### GIVEN RECORDS

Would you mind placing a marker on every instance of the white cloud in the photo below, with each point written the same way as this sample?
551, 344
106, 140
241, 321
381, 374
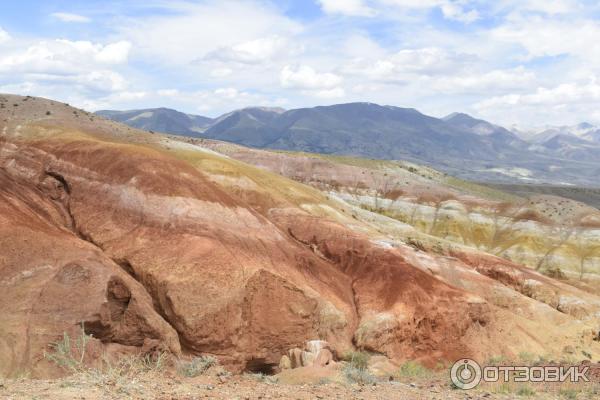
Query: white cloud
408, 65
221, 72
451, 9
566, 93
497, 80
69, 17
334, 93
305, 77
347, 7
114, 53
456, 12
549, 7
63, 56
253, 51
4, 36
186, 32
64, 65
168, 92
542, 37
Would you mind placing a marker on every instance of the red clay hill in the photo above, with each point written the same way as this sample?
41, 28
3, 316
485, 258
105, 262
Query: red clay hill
155, 244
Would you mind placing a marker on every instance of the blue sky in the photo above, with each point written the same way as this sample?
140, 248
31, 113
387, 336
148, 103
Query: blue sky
524, 62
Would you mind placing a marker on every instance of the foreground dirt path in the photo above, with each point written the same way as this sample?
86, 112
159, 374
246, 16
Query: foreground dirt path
248, 387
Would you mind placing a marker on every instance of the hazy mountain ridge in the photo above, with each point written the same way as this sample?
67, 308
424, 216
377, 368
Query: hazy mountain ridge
161, 120
457, 144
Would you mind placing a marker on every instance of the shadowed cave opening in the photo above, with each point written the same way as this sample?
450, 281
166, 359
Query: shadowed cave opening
260, 366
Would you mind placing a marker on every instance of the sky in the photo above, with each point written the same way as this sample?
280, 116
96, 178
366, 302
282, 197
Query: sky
513, 62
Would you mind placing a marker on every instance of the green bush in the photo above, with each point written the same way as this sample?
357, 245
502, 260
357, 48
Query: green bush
525, 391
357, 359
358, 375
197, 366
69, 354
412, 369
356, 369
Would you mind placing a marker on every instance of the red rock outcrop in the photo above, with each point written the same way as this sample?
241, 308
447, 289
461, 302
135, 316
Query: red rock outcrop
149, 245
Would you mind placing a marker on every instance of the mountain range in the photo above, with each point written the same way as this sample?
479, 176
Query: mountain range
457, 144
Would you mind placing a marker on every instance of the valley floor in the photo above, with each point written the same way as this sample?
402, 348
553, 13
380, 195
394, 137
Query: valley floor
261, 387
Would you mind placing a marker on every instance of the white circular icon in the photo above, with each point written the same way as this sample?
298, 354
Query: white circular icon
465, 374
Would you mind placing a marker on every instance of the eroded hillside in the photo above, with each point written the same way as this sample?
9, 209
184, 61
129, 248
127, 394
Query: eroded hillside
156, 243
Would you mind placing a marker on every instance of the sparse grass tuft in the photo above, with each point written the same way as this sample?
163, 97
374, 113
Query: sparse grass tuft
568, 393
357, 375
69, 354
197, 366
356, 369
357, 359
525, 391
412, 369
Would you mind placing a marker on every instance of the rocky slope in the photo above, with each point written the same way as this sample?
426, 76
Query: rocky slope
156, 243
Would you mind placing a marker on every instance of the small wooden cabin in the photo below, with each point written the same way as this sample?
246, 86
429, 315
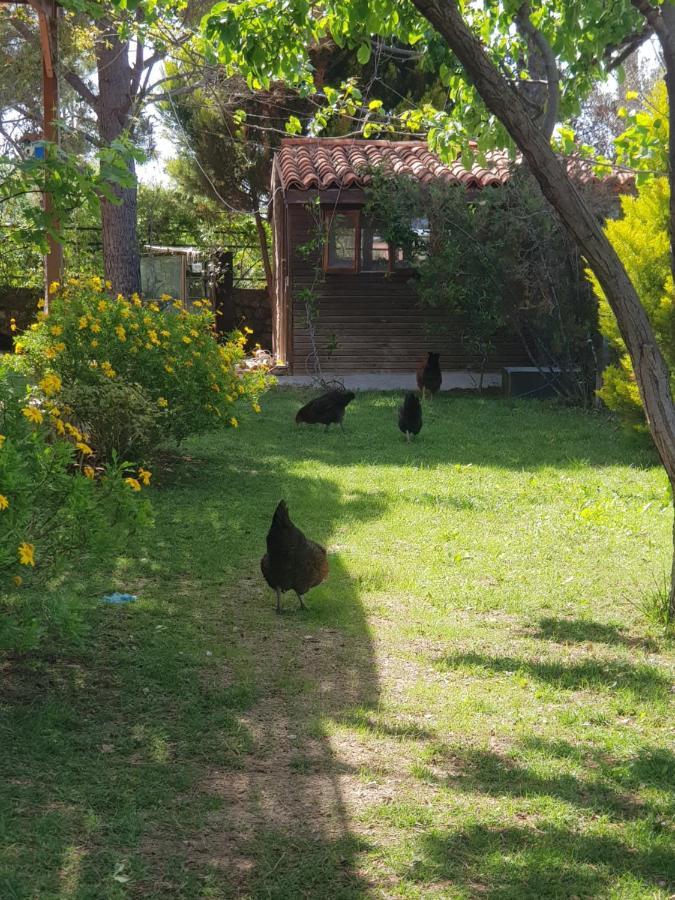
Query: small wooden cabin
369, 318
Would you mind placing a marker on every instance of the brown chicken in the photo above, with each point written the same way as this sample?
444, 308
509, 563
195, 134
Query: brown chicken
326, 409
429, 376
292, 562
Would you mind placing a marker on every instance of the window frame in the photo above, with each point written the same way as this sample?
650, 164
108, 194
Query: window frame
355, 215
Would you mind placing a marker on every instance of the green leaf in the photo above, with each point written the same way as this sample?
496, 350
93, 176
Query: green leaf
363, 54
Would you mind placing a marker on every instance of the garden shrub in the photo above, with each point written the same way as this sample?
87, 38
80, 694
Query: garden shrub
56, 506
641, 239
162, 352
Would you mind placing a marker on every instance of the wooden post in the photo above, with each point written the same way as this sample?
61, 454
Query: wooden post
48, 19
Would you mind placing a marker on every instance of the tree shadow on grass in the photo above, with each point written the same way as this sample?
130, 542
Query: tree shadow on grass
542, 858
494, 432
536, 861
640, 679
578, 631
188, 741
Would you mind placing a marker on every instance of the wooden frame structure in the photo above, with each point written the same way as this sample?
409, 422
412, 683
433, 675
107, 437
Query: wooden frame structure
47, 13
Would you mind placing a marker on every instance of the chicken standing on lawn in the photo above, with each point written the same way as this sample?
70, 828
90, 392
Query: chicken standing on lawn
292, 562
429, 377
410, 415
326, 409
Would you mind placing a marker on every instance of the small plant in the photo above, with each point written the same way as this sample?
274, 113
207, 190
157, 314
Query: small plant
656, 609
162, 355
56, 505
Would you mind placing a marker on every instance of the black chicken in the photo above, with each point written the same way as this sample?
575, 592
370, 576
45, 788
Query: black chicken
326, 409
429, 376
410, 415
292, 562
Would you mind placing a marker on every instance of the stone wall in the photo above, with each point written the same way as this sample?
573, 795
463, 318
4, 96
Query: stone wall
252, 309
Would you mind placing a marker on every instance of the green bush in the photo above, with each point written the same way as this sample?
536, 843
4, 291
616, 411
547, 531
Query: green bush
163, 353
55, 508
641, 239
120, 419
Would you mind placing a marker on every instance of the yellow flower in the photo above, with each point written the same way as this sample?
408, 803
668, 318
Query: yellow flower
26, 554
50, 384
32, 414
73, 432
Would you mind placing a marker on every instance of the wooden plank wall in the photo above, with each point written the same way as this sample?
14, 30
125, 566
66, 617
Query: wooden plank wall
372, 323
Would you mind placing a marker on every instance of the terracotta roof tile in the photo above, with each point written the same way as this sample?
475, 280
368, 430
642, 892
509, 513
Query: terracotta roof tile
311, 163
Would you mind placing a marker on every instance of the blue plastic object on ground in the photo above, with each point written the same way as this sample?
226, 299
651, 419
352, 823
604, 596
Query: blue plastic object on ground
118, 598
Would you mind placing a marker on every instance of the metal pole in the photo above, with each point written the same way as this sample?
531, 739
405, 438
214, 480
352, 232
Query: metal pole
48, 18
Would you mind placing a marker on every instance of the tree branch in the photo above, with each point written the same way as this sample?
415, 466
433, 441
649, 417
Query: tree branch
537, 40
79, 86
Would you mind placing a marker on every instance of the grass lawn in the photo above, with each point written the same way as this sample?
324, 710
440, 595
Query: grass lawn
471, 707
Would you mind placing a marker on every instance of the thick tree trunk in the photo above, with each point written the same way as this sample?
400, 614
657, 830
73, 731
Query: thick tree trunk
649, 365
121, 258
265, 253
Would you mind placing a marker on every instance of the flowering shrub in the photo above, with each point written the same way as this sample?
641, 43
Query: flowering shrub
55, 504
642, 241
170, 355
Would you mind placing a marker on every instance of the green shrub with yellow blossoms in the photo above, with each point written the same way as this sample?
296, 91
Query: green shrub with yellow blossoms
641, 238
178, 377
57, 505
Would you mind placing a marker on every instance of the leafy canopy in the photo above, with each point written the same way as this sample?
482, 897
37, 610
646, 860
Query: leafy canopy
269, 41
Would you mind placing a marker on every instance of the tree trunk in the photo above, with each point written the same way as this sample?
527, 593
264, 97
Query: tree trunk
265, 253
121, 260
650, 368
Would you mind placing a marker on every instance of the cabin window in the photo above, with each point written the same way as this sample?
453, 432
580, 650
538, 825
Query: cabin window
375, 251
341, 242
411, 258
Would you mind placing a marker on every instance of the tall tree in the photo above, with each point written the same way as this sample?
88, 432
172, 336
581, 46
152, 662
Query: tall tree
576, 42
113, 76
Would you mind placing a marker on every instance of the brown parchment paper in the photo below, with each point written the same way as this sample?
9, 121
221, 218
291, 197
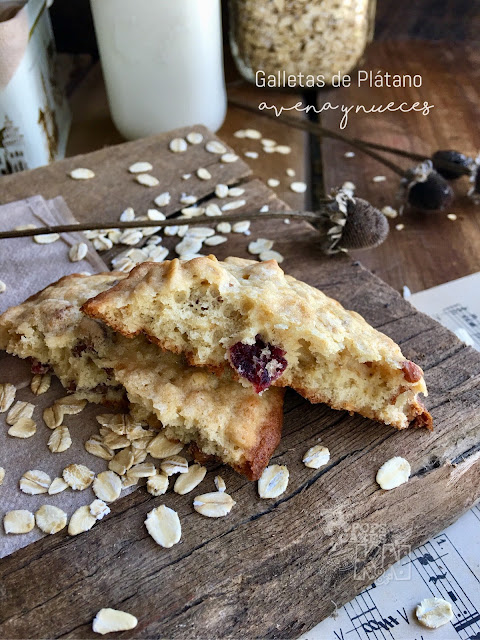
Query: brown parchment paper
27, 267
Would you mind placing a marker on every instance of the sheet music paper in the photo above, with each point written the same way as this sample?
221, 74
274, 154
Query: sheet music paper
448, 565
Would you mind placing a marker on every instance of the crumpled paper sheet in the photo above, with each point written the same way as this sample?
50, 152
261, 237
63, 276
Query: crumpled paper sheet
27, 267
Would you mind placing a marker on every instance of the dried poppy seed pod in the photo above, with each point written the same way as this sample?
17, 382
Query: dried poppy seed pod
426, 189
350, 223
452, 165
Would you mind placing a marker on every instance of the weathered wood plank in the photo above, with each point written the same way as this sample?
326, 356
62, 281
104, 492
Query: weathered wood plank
272, 568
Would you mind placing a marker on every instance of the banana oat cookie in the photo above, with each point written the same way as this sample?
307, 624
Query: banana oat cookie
270, 329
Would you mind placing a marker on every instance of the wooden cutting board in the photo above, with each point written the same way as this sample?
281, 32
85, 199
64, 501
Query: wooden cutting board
271, 568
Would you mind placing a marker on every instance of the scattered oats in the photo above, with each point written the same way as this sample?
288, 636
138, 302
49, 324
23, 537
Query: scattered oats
298, 187
259, 245
252, 134
34, 482
20, 410
163, 199
235, 204
193, 212
46, 238
222, 190
153, 240
23, 428
147, 180
81, 174
78, 252
121, 462
71, 405
50, 519
142, 470
393, 473
178, 145
316, 457
228, 158
128, 482
188, 199
58, 485
204, 174
194, 137
18, 521
220, 483
186, 482
125, 265
271, 255
114, 235
102, 243
188, 245
157, 485
273, 481
224, 227
158, 254
160, 447
174, 464
213, 210
200, 232
131, 237
60, 440
109, 620
140, 167
214, 505
390, 212
78, 476
214, 241
273, 182
96, 447
107, 486
81, 520
128, 215
163, 525
215, 146
434, 612
115, 441
241, 227
99, 509
53, 417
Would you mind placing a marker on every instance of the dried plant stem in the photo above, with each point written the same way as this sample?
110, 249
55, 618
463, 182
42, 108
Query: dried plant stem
138, 224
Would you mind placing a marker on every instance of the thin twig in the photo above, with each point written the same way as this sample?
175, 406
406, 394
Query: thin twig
312, 127
138, 224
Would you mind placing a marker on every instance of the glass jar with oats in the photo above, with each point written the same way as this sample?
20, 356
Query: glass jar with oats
299, 43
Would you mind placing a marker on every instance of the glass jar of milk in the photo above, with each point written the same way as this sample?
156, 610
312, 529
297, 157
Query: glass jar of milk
163, 63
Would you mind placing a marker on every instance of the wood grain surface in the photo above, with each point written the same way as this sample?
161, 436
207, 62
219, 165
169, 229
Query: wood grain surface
431, 249
271, 568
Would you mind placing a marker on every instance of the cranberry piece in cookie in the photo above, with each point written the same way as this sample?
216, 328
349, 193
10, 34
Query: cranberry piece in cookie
260, 363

### WHAT YOU ARE ASKED TO DO
Print exactly the lines above, starting at the line that contains "with oats in" and ending with the last line of the records, both included.

### THE COMPLETED TASK
Would you mind placing a marker on every instance of the glass jar with oats in the photo above, with each point written the same way as this sample?
20, 356
Query: glass jar with oats
299, 43
Would you mind placing a marker on every instance of the glass jar of milk in the photo above, with each point written the same way as this sample?
156, 610
312, 529
297, 157
Query: glass jar of milk
163, 63
Would you mind placing a marker on every instance of the wood grain surface in the photo above, with each point written the same way as this sample?
161, 436
207, 62
219, 165
169, 229
Query: wood grain surface
431, 249
271, 568
Would you mind placing a marker on every instance of the cranberry piece in cookie in the photo above, with each point written the same way as this sample?
216, 328
349, 193
10, 34
Query: cranberry piece in cookie
260, 363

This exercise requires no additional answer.